WHAT YOU HAVE TO DO
From the forum thread on feeding frogs during a vacation, quote the passage starting at "## Dendroguy (Dec" and ending at "(Jan 9, 2012)", word for word.
[Start TEXT EXTRACT]
# Idea for feeding frogs while on vacation.



## Dendroguy (Dec 4, 2010)

Today while doing my usual frog room business, feeding, checking on tads, culturing new BB's and FF's I had an idea. Perhaps you need to be gone for say, a week, and no one is there to feed your frogs. 
What if you were to leave 10-20 beans that are filled with pupae and young adults. Could one stack the beans from different cultures in such a way that one or two beans worth of BB's would exit the bean every other day? Thoughts and discussion on the matter are welcome.

D


----------



## goof901 (Jan 9, 2012)

I don't see why not. When I go on week-long vacations, I just get either a film canister or a 16 oz deli cup with fly media and put flies in a week and a half before my vacation. I make holes in the lids and then put the cup into the viv. My experience that for a week in a viv of 2 frogs, 16 oz deli cup is way overkill. A film canister is probably better for a week.


----------



## dan d (Aug 9, 2008)

Sounds like a good idea !


----------



## frogparty (Dec 27, 2007)

I make mini cultures of flies in 50ml falcon tubes. Just make them 10 days before you leave, then put them in tanks before you go, with screen over the top so frogs don't get in. Makes a nice single flush of flies.


----------



## AJP (Oct 31, 2013)

goof901 said:


> I don't see why not. When I go on week-long vacations, I just get either a film canister or a 16 oz deli cup with fly media and put flies in a week and a half before my vacation. I make holes in the lids and then put the cup into the viv. My experience that for a week in a viv of 2 frogs, 16 oz deli cup is way overkill. A film canister is probably better for a week.


Do you stand the container up and the flies will just come out through wholes in the lid? I'm going away for a week and have 6 terribillis so I figure a producing culture should be good..


----------
[End TEXT EXTRACT]
[Start SUPPLIED RECORDS]
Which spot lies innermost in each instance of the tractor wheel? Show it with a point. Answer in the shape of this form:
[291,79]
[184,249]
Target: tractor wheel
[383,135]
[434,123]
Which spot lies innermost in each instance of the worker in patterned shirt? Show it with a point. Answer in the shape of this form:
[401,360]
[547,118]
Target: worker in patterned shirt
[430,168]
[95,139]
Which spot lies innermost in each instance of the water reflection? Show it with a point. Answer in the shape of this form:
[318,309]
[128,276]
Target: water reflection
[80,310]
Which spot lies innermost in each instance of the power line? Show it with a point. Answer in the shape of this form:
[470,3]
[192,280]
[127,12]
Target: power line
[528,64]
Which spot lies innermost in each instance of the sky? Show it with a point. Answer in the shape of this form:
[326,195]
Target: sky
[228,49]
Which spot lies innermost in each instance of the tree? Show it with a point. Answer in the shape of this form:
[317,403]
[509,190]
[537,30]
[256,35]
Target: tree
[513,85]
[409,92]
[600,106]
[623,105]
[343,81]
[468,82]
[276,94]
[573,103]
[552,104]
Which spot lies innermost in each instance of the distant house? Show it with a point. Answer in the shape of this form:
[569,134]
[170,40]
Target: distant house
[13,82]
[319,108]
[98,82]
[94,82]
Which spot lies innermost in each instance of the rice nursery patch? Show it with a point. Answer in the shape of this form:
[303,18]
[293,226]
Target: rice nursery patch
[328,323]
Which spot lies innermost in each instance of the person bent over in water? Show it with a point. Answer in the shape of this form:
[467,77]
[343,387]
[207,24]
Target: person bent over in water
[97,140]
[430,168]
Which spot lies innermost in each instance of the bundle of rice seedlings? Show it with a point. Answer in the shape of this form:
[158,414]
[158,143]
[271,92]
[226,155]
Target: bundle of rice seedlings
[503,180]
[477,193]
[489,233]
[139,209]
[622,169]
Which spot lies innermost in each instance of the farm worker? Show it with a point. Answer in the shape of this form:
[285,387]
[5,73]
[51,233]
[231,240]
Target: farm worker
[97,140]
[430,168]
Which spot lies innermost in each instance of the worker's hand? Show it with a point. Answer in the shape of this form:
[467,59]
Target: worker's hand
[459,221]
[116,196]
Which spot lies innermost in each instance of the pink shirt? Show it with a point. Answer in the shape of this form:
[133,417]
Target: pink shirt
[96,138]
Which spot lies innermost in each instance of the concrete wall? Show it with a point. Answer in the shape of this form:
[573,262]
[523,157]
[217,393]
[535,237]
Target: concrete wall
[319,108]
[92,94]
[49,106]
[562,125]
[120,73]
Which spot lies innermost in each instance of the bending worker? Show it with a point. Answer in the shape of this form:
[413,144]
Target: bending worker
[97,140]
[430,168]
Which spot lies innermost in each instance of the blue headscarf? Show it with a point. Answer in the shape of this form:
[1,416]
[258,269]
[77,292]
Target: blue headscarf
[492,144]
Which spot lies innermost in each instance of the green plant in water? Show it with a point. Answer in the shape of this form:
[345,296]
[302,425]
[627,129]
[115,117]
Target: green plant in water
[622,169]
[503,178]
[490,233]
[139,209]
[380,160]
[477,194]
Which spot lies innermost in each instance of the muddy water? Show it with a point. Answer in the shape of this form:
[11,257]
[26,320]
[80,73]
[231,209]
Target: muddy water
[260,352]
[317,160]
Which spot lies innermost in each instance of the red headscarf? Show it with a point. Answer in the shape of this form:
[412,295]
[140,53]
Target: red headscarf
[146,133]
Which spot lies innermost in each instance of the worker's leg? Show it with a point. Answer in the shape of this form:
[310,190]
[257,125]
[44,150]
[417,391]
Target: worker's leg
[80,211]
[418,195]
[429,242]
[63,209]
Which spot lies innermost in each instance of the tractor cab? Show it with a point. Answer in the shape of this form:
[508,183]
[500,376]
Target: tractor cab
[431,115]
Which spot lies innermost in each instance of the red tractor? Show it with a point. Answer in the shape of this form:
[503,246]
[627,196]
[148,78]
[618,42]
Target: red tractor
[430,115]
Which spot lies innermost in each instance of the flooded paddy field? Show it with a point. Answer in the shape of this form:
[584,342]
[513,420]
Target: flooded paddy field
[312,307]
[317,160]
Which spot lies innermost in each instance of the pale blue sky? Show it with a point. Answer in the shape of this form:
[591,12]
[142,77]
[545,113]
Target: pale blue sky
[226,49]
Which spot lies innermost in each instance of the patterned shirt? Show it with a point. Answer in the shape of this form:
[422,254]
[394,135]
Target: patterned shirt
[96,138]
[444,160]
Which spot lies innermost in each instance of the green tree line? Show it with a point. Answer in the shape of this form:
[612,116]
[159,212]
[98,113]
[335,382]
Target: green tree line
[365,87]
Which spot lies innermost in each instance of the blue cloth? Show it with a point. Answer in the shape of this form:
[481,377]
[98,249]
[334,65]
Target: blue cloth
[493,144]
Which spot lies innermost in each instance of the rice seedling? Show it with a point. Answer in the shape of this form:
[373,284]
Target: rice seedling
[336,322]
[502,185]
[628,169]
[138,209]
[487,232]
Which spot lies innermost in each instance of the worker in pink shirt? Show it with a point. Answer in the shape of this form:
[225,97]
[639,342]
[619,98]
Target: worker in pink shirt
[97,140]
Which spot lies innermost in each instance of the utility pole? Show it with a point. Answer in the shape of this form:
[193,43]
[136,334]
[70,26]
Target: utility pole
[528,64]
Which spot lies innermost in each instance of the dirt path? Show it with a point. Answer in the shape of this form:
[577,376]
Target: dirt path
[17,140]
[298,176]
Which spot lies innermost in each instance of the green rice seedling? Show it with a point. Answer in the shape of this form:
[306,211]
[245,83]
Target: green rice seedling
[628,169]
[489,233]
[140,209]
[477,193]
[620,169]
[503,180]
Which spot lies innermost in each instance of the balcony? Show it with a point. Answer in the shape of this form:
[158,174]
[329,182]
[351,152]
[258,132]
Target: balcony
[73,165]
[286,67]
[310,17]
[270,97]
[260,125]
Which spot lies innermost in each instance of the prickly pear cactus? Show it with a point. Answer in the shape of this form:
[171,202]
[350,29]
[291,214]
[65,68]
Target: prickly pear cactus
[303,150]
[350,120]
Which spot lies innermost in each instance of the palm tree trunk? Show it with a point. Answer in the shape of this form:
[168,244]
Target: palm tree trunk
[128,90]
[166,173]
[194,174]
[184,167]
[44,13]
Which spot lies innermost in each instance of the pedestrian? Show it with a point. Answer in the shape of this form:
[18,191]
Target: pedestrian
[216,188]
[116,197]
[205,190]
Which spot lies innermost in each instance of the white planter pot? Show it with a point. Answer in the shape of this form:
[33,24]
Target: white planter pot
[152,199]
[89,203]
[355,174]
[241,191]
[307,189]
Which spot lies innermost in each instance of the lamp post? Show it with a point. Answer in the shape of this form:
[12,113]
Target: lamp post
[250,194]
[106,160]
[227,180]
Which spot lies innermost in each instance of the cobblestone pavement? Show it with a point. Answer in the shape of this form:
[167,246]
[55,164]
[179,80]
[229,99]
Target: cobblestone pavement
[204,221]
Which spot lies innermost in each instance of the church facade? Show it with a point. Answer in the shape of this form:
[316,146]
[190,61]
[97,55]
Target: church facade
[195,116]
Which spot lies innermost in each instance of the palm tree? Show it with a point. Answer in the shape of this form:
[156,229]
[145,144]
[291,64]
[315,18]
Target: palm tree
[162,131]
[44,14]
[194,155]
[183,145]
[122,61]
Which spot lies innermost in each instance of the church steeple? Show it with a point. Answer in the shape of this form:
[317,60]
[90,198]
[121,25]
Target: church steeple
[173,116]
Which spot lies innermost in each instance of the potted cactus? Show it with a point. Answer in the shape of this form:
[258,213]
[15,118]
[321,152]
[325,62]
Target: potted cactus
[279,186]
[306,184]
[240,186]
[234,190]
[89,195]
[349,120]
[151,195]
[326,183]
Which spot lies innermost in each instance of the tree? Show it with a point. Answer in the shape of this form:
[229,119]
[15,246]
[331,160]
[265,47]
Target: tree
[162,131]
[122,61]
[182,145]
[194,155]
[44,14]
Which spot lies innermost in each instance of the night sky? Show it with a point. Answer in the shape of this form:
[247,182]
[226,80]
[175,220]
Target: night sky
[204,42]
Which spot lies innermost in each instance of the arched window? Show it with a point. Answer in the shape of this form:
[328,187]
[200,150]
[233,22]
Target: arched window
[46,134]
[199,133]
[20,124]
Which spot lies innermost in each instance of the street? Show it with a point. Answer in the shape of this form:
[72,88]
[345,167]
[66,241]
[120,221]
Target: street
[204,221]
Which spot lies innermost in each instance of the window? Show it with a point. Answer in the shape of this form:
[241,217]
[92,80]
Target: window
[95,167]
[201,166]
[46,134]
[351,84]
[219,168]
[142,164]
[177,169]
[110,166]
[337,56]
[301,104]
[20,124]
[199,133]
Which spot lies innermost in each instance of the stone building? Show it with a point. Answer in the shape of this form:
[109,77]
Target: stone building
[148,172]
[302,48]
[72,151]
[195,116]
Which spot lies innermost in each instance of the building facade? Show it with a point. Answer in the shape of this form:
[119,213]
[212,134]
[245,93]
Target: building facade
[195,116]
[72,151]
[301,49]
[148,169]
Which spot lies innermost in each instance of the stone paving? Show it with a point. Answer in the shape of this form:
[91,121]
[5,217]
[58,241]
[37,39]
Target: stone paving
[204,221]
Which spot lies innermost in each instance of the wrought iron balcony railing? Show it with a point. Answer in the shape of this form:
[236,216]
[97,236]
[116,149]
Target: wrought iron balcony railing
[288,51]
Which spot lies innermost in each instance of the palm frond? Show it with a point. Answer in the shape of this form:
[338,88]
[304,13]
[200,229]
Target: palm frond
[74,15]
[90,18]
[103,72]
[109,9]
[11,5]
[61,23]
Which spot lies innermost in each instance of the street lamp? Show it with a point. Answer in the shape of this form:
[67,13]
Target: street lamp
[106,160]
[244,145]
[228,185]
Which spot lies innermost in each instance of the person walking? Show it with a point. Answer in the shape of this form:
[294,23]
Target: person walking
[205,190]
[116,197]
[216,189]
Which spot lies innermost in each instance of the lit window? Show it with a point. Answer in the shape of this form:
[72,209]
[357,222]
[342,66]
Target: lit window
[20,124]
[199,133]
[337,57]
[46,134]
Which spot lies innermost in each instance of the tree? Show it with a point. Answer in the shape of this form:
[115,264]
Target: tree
[End SUPPLIED RECORDS]
RESPONSE BELOW
## Dendroguy (Dec 4, 2010)

Today while doing my usual frog room business, feeding, checking on tads, culturing new BB's and FF's I had an idea. Perhaps you need to be gone for say, a week, and no one is there to feed your frogs. 
What if you were to leave 10-20 beans that are filled with pupae and young adults. Could one stack the beans from different cultures in such a way that one or two beans worth of BB's would exit the bean every other day? Thoughts and discussion on the matter are welcome.

D


----------



## goof901 (Jan 9, 2012)